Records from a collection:
--- START ---

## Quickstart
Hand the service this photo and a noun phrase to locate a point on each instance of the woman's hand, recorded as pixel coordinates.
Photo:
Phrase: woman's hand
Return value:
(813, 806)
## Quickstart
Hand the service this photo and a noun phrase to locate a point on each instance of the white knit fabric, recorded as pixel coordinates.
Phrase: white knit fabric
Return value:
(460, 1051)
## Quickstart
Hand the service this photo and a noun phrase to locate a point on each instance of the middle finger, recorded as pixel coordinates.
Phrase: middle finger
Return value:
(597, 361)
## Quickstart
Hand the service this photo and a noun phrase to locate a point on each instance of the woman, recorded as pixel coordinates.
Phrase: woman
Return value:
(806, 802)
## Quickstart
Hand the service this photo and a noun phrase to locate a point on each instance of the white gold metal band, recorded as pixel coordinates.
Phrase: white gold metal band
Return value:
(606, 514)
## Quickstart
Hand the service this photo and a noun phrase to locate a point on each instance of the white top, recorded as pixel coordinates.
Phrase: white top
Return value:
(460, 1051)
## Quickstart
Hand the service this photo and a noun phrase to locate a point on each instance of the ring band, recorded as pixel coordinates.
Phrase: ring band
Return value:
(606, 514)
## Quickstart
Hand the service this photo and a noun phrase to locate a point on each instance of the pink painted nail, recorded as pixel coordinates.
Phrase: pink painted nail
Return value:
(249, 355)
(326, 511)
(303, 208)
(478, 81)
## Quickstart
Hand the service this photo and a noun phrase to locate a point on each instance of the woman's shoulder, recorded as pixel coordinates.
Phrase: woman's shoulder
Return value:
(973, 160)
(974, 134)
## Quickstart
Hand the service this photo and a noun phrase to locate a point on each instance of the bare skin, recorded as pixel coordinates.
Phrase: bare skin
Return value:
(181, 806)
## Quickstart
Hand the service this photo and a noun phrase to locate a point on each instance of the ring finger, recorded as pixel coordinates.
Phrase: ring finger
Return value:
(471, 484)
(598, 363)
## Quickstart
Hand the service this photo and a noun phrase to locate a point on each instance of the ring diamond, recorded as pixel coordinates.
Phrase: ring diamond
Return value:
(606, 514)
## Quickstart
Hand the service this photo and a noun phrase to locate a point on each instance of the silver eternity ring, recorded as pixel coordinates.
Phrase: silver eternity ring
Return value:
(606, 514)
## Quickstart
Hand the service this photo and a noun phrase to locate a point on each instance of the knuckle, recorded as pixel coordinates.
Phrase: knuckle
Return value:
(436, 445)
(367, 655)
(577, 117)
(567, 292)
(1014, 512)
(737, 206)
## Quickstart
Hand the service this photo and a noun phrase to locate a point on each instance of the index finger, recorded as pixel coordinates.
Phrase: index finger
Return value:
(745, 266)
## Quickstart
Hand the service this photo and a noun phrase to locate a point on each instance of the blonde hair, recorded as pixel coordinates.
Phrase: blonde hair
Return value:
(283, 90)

--- END ---

Copy each line of the records that contains the word "bare".

Hand the service this photo and a noun phrase to locate a point on each instance of the bare skin, recorded as pixel coordinates.
Phrase: bare skin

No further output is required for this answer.